Material provided:

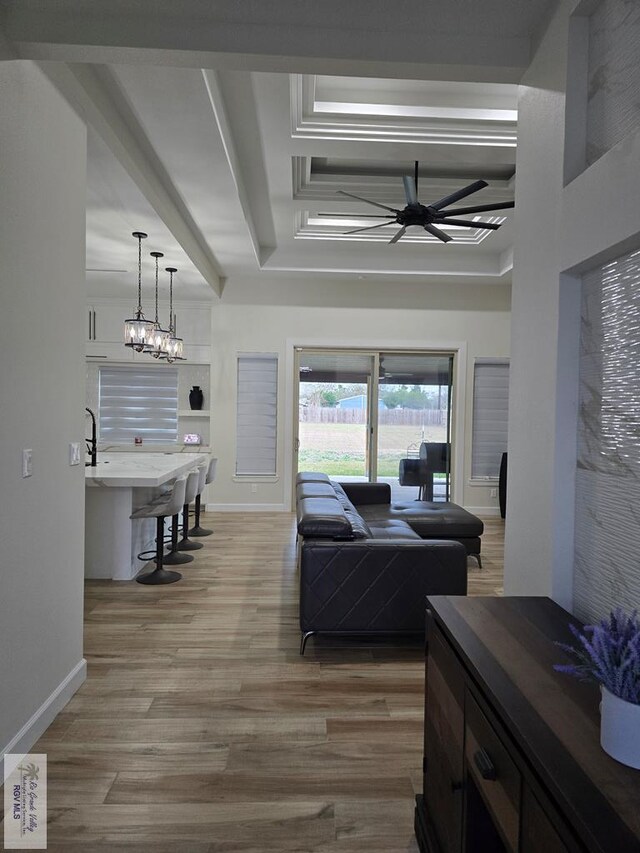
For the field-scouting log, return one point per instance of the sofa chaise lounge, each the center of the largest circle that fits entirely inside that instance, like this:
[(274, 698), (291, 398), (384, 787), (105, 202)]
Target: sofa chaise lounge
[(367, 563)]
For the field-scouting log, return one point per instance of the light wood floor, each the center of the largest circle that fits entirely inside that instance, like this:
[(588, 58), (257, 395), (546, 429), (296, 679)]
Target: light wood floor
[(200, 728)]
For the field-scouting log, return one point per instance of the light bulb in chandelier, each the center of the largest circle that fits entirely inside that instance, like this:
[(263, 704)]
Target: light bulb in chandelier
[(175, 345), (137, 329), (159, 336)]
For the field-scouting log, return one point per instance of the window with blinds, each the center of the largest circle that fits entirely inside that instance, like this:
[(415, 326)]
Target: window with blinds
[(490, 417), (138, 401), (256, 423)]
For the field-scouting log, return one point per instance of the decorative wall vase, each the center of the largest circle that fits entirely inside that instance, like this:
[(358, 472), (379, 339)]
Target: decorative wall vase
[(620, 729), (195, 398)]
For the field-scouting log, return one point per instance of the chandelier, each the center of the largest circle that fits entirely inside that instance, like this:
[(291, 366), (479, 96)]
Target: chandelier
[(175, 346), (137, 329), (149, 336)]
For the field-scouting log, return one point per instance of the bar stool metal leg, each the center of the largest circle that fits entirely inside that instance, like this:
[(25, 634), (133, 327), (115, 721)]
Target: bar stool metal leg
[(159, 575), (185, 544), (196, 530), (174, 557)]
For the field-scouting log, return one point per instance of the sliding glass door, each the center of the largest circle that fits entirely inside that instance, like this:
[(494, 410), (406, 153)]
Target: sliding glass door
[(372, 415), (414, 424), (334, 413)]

Stated goal:
Reproduce all of the data above with each occurrence of "field-scouting log" changed to "room inventory sheet" and everything else left as it is. Omit the pictures from your answer.

Written answer:
For the room inventory sheet, return one point per instance of the sofa chaise lounge, each the center of the largest circle that fits entirely inside that instance, like this:
[(274, 698), (291, 398), (384, 787), (105, 202)]
Target: sofa chaise lounge
[(367, 563)]
For the room inventory sheet, return one point per instance of the light wood floor, each the center of the largest circle that fits entirely inside that instance, like this:
[(588, 58), (257, 395), (546, 429), (296, 679)]
Target: light wood floor
[(200, 728)]
For the room inventory sheet, return one point per instance of the light bulb in chandelier, each the center of the largest circle that fits entirely inside that instance, like this:
[(263, 704)]
Target: light bulb in chandelier
[(175, 345), (137, 329), (159, 336)]
For the room inventory sheet, return one point per instance of the window with blinds, each the center of the largest circle that fits entirely inside that instance, like this:
[(415, 326)]
Target: window with blinds
[(490, 417), (138, 401), (256, 423)]
For the room inventory sheet, return one point per instance of the decorative wall vase, each the center of the largest circle that fits entirely inside that instance, like this:
[(358, 472), (379, 339)]
Target: decorative wall vase
[(620, 729), (195, 398)]
For the room inventory sheet, return one point per instance of the chandelier, each the center of the largest circle that fits entirely inside that instance, like this:
[(291, 366), (479, 96)]
Target: chandelier
[(175, 346), (137, 329), (149, 336)]
For the room inventory sheet, return one point per instance of the bar stool metal leg, each the center of the largest circle that fits entirely inside that instance, like this:
[(25, 634), (133, 327), (115, 721)]
Target: bar stool metal leg
[(159, 575), (185, 544), (196, 530), (174, 557)]
For the room inventory sheet, return one point per instance of the sliding glass door, each the center of the largest circle that fits entirely inside that instance, like this:
[(494, 410), (406, 153)]
Target: sliding glass door
[(372, 415), (414, 424), (334, 413)]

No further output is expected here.